### Tasks to complete
(a) List every program or file that the fglrx installation notes check for with the which command.
(b) Repeat the fglrx installation notes word for word, everything from "If you see that" down to "ATI_API_CALL KCL_IOCTL_AllocUserSpace32(long size)".

>> Start Extract to read

If they are still missing, install them now with the following command (that you can copy/paste in a terminal):

ver=2.6.34.7-0.4.1 ; mac=$(uname -m) ; flavour=$(uname -r | sed 's|.*-||') ; echo zypper in kernel-{$flavour-devel-$ver.$mac,devel-$ver.noarch,syms-$ver.$mac,source-$ver.noarch}
  • make sure you have gcc and make installed.
    which gcc || zypper in gcc
    which make || zypper in make

  • make sure /usr/src/linux points to the right kernel version (the one you just installed) :

ver=2.6.34.7-0.4 ;  "$(readlink /usr/src/linux)" == "linux-$ver" ] || ln -sfn linux-$ver /usr/src/linux
  • make sure you have the file /usr/bin/fglrx-kernel-build.sh
which /usr/bin/fglrx-kernel-build.sh || echo "fglrx-kernel-build.sh not found ! Please install fglrx64_7_5_0_SUSE113-8.771-1.x86_64.rpm first"

If you see that message:
fglrx-kernel-build.sh not found ! Please install fglrx64_7_5_0_SUSE113-8.771-1.x86_64.rpm first
don’t proceed unless you install the fglrx package (the one built from the ATI installer run file. The version might be slightly different though)

  • If you did previously patch the fglrx module (but not if you didn’t), reverse the patch, as it doesn’t seem to be needed anymore. Copy/paste, save to file, execute this script:
#! /bin/bash
cat << EOFMODULEPATCH | patch -b -p0
--- /usr/src/kernel-modules/fglrx/kcl_ioctl.c.orig	2010-10-06 14:26:53.480379335 -0700
+++ /usr/src/kernel-modules/fglrx/kcl_ioctl.c	2010-10-06 14:29:25.054397034 -0700
@@ -193,7 +193,13 @@
  */
 void* ATI_API_CALL KCL_IOCTL_AllocUserSpace32(long size)

>> End Extract to read
>> Start Record excerpts

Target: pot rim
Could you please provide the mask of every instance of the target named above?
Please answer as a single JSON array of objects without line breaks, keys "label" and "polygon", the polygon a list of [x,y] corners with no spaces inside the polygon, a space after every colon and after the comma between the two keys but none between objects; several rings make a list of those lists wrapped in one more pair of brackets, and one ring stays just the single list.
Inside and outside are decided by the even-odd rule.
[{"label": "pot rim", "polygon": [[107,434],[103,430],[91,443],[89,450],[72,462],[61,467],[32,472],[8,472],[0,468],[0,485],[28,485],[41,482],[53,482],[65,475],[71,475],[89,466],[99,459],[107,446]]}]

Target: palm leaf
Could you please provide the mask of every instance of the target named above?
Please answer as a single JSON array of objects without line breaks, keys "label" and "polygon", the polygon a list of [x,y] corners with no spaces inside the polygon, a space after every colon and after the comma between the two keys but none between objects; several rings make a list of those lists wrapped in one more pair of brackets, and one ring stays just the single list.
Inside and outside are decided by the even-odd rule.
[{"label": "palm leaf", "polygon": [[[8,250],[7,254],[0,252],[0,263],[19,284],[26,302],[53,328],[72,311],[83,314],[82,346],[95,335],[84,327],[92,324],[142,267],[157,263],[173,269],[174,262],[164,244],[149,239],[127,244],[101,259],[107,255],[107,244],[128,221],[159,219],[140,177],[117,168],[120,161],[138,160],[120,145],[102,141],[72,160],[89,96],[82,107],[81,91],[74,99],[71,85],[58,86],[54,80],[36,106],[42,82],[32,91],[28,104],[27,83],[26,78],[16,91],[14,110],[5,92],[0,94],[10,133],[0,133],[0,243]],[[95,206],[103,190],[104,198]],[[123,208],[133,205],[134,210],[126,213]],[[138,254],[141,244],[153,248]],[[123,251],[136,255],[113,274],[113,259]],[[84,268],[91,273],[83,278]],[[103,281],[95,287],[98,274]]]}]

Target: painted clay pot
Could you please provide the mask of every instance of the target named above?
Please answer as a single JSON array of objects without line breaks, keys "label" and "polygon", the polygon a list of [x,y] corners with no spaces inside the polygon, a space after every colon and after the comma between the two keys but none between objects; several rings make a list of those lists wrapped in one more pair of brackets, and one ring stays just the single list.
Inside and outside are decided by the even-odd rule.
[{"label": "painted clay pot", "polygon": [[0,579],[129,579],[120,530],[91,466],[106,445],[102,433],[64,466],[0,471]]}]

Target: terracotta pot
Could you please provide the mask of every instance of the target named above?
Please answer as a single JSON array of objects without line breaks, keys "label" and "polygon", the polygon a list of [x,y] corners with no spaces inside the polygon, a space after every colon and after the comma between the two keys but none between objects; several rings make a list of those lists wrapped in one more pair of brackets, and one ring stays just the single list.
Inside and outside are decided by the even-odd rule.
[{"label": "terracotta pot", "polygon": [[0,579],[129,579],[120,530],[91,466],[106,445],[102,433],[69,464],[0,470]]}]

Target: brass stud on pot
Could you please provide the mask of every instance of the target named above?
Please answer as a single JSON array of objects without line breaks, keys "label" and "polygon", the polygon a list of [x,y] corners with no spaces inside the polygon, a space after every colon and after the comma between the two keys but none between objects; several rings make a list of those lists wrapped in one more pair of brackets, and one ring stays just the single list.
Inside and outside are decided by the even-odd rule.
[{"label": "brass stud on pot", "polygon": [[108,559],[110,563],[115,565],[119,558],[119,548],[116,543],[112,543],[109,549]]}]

>> End Record excerpts
>> Start Record excerpts

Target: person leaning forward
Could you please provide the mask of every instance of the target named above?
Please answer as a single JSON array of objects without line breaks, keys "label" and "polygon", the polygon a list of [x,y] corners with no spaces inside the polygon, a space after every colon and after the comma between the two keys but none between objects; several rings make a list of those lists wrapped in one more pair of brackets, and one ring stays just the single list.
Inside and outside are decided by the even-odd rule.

>> End Record excerpts

### Solutions to the exercise
(a)
gcc
make
/usr/bin/fglrx-kernel-build.sh

(b)
If you see that message:
fglrx-kernel-build.sh not found ! Please install fglrx64_7_5_0_SUSE113-8.771-1.x86_64.rpm first
don’t proceed unless you install the fglrx package (the one built from the ATI installer run file. The version might be slightly different though)

  • If you did previously patch the fglrx module (but not if you didn’t), reverse the patch, as it doesn’t seem to be needed anymore. Copy/paste, save to file, execute this script:
#! /bin/bash
cat << EOFMODULEPATCH | patch -b -p0
--- /usr/src/kernel-modules/fglrx/kcl_ioctl.c.orig	2010-10-06 14:26:53.480379335 -0700
+++ /usr/src/kernel-modules/fglrx/kcl_ioctl.c	2010-10-06 14:29:25.054397034 -0700
@@ -193,7 +193,13 @@
  */
 void* ATI_API_CALL KCL_IOCTL_AllocUserSpace32(long size)